• [Working data]
----------------------------------------
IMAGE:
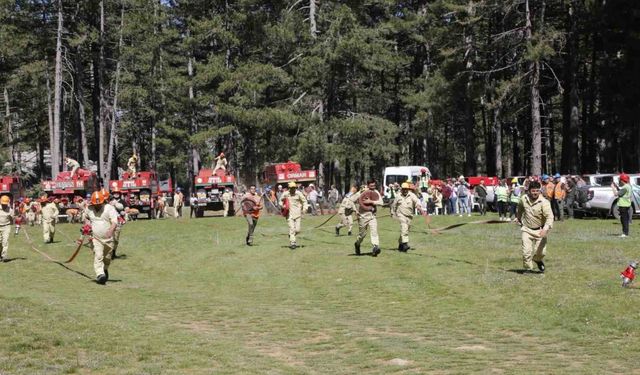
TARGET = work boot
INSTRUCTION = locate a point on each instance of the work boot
(101, 279)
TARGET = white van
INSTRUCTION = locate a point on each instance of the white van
(402, 174)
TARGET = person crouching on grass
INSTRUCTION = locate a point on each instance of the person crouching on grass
(535, 217)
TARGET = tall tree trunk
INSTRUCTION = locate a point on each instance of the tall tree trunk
(57, 98)
(570, 112)
(313, 28)
(79, 89)
(497, 131)
(536, 127)
(7, 116)
(103, 128)
(114, 115)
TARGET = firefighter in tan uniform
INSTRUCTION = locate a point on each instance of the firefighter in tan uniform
(226, 198)
(403, 207)
(6, 219)
(221, 163)
(72, 165)
(367, 216)
(178, 202)
(536, 219)
(346, 210)
(297, 206)
(132, 165)
(103, 219)
(49, 218)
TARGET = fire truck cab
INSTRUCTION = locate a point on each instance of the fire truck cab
(209, 189)
(283, 173)
(11, 186)
(67, 190)
(139, 191)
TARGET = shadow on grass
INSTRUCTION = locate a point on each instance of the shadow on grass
(520, 271)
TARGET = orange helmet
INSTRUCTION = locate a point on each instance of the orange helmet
(97, 198)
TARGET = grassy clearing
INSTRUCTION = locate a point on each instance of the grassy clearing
(189, 297)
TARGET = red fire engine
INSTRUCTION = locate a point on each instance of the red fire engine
(209, 190)
(282, 173)
(67, 190)
(139, 191)
(11, 186)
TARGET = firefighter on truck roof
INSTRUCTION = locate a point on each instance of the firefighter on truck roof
(221, 163)
(132, 165)
(6, 219)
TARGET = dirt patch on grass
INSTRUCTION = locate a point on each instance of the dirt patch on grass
(472, 348)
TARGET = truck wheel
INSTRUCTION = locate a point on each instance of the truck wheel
(614, 211)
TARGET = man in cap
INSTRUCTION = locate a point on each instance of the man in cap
(297, 206)
(49, 218)
(312, 197)
(536, 219)
(132, 165)
(403, 208)
(178, 202)
(346, 209)
(6, 219)
(227, 196)
(116, 201)
(221, 163)
(103, 219)
(251, 206)
(624, 193)
(73, 165)
(367, 202)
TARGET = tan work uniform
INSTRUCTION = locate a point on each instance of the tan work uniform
(226, 198)
(403, 207)
(49, 216)
(534, 216)
(132, 166)
(367, 220)
(6, 218)
(221, 163)
(101, 221)
(346, 209)
(297, 205)
(177, 205)
(73, 165)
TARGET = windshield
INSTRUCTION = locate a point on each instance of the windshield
(604, 180)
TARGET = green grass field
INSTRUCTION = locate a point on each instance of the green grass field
(191, 298)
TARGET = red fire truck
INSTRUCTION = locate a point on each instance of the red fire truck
(11, 186)
(209, 190)
(67, 190)
(139, 191)
(282, 173)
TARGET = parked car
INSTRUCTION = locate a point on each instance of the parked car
(600, 199)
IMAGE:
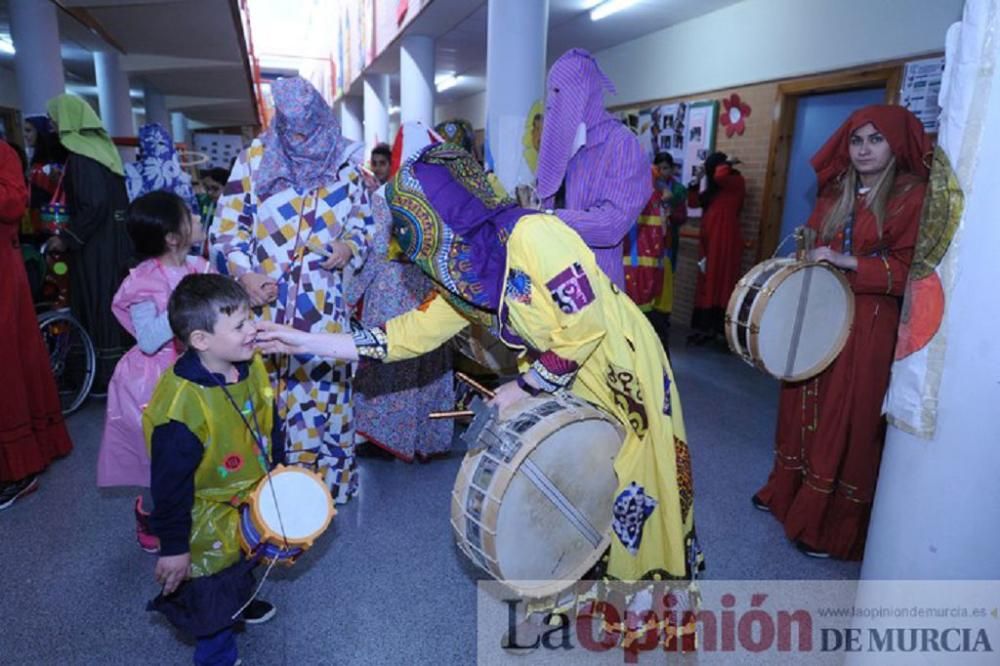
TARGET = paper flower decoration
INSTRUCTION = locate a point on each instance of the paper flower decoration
(735, 113)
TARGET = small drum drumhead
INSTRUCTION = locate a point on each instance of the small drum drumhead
(805, 323)
(303, 509)
(535, 539)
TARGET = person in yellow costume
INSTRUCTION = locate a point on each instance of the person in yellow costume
(536, 284)
(208, 427)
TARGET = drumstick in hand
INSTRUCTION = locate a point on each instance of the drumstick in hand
(476, 385)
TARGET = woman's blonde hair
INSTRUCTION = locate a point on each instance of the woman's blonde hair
(876, 200)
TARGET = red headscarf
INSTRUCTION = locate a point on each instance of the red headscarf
(903, 130)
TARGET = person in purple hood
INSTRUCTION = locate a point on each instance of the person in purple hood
(592, 171)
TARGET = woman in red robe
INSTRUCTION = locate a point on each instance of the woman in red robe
(721, 247)
(872, 176)
(32, 432)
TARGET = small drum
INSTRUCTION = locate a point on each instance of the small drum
(285, 514)
(479, 345)
(532, 506)
(790, 318)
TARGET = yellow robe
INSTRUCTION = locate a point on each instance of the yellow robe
(622, 369)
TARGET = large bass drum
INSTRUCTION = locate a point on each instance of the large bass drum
(790, 318)
(532, 505)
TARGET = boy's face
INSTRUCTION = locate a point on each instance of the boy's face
(232, 340)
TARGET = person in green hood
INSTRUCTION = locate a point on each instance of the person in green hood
(99, 248)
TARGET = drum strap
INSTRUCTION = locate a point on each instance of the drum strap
(554, 495)
(800, 316)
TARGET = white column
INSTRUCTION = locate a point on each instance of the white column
(34, 30)
(352, 113)
(416, 80)
(113, 94)
(937, 505)
(376, 90)
(178, 128)
(515, 80)
(156, 106)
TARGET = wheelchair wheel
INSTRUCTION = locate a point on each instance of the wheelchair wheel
(71, 354)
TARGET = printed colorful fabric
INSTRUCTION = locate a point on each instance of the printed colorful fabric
(632, 508)
(571, 289)
(519, 286)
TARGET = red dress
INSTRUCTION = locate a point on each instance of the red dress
(830, 428)
(32, 432)
(721, 242)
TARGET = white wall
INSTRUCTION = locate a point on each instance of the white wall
(762, 40)
(471, 108)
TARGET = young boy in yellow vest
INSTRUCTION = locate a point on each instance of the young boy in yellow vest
(208, 427)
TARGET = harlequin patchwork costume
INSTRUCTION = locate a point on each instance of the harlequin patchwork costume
(534, 282)
(292, 193)
(205, 461)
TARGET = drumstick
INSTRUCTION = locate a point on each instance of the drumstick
(451, 415)
(476, 385)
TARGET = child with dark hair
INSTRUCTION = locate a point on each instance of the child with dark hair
(208, 427)
(162, 231)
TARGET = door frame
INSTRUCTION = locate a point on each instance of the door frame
(786, 102)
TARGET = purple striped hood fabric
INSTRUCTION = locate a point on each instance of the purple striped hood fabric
(575, 94)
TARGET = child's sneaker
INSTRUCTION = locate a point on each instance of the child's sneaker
(147, 541)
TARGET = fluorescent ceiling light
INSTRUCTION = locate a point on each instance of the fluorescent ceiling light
(608, 8)
(445, 82)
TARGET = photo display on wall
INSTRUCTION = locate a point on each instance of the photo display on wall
(221, 149)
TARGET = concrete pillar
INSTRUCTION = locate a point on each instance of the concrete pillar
(937, 503)
(113, 94)
(179, 128)
(352, 113)
(156, 106)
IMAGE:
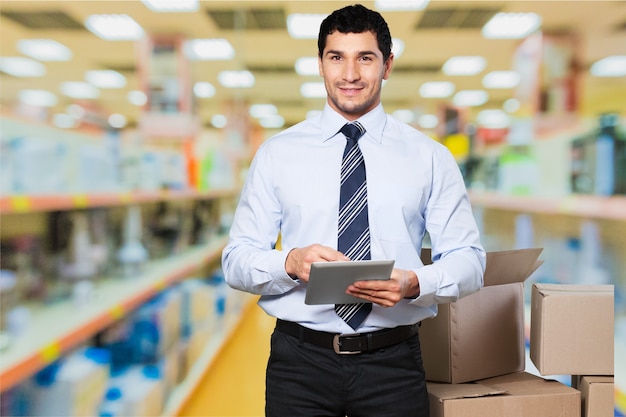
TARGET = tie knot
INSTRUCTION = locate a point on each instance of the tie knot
(353, 131)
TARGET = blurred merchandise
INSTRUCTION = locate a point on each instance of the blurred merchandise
(132, 255)
(599, 159)
(72, 386)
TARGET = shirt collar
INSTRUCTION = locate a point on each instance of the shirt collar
(373, 122)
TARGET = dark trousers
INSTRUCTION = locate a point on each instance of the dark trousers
(306, 380)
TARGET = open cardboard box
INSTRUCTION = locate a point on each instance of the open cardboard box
(481, 335)
(514, 395)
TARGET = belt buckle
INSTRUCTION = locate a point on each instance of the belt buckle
(337, 345)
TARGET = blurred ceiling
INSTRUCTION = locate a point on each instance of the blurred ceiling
(263, 45)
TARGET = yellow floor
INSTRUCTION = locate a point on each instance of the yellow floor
(234, 385)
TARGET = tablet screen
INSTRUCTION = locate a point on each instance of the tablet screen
(328, 281)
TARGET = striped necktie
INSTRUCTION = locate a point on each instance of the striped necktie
(354, 233)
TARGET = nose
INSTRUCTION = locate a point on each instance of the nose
(351, 71)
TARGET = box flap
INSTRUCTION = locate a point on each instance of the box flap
(573, 289)
(504, 267)
(456, 391)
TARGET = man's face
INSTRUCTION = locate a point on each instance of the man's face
(353, 69)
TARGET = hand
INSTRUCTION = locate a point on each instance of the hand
(299, 260)
(387, 293)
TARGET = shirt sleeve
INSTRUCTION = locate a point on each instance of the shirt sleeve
(458, 256)
(250, 260)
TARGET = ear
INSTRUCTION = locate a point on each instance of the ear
(388, 66)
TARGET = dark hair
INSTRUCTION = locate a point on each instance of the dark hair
(356, 19)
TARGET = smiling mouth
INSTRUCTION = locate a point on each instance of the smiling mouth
(350, 91)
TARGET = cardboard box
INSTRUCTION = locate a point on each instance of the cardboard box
(571, 329)
(514, 395)
(597, 395)
(481, 335)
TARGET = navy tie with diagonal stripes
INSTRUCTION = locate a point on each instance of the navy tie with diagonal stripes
(354, 233)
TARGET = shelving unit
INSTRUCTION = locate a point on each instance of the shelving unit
(54, 329)
(596, 207)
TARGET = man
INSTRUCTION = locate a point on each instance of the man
(410, 185)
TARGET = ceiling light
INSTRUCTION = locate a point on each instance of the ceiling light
(105, 78)
(493, 119)
(114, 27)
(209, 49)
(64, 121)
(262, 110)
(468, 98)
(171, 5)
(117, 120)
(203, 89)
(44, 49)
(464, 65)
(18, 66)
(511, 25)
(79, 89)
(76, 111)
(313, 90)
(401, 5)
(312, 113)
(436, 89)
(236, 79)
(397, 47)
(304, 26)
(501, 79)
(38, 98)
(307, 65)
(137, 98)
(428, 121)
(272, 122)
(611, 66)
(219, 121)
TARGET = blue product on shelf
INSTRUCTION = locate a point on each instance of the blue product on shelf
(113, 404)
(73, 385)
(605, 156)
(141, 390)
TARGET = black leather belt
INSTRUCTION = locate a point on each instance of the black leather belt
(349, 343)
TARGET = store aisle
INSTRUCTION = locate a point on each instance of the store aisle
(235, 384)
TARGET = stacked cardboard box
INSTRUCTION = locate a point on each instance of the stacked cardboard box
(572, 333)
(474, 350)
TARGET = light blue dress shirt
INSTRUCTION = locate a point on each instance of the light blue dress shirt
(414, 185)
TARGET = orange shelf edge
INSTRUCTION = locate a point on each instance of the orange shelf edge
(38, 203)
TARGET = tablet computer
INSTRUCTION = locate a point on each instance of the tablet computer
(328, 281)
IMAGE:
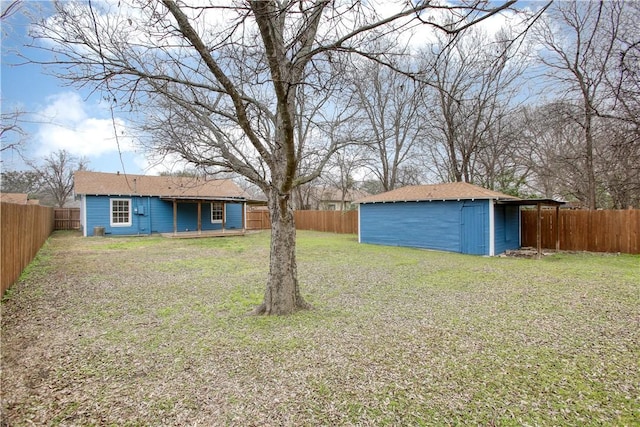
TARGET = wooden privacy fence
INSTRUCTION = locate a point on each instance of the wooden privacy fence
(582, 230)
(329, 221)
(23, 231)
(67, 218)
(257, 220)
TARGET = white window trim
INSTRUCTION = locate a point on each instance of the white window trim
(119, 224)
(217, 221)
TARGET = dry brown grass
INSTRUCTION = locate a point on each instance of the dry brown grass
(152, 331)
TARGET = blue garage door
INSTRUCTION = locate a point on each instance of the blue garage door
(473, 230)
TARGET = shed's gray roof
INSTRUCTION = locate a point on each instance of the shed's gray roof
(449, 191)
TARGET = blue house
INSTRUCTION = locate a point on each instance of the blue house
(123, 204)
(455, 217)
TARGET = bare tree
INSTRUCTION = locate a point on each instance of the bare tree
(57, 175)
(12, 134)
(474, 78)
(392, 126)
(579, 40)
(226, 91)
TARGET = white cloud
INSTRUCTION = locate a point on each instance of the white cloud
(83, 129)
----------------------------------------
• [Task directions] Start at the top of the entries and repeat each line exactly, ending at the line that contains "TARGET = person crouching on grass". Pictures are not part of the copy.

• [Task solution]
IMAGE:
TARGET = work boot
INSTRUCTION = locate a point on each instance of the work boot
(101, 279)
TARGET = white van
INSTRUCTION = locate a point on each instance of the white van
(402, 174)
TARGET = person crouching on grass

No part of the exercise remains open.